(Beginning of Source information)

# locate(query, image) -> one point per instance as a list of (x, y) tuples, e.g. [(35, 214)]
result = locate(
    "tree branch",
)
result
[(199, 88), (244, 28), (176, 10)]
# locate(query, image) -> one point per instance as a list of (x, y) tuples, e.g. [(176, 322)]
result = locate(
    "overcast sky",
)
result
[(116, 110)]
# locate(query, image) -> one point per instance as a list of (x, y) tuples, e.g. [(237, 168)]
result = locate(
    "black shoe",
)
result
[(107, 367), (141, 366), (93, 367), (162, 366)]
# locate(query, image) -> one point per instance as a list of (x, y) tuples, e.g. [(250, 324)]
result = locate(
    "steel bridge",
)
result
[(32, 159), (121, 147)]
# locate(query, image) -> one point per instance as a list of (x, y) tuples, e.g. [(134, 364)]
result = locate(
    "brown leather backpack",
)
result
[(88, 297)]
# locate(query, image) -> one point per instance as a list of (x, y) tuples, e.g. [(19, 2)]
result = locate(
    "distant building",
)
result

(End of Source information)

#### Task statement:
Out of the records, collect only those lines that contain the string "query".

#### Solution to this problem:
# locate(query, image) -> one point per instance as a list of (x, y) tuples, e.g. [(35, 214)]
# locate(query, image) -> one point per instance as a list of (x, y) tuples, e.g. [(176, 322)]
# locate(query, image) -> one point per instance as a list of (x, y) tuples, e.g. [(237, 168)]
# locate(query, image) -> one point per instance as a list of (x, y) tuples, e.g. [(250, 324)]
# locate(query, image) -> one point per instance as a list of (x, y) tuples, e.g. [(134, 364)]
# locate(query, image) -> one point per instance as a list of (x, y) tuples, e.g. [(19, 2)]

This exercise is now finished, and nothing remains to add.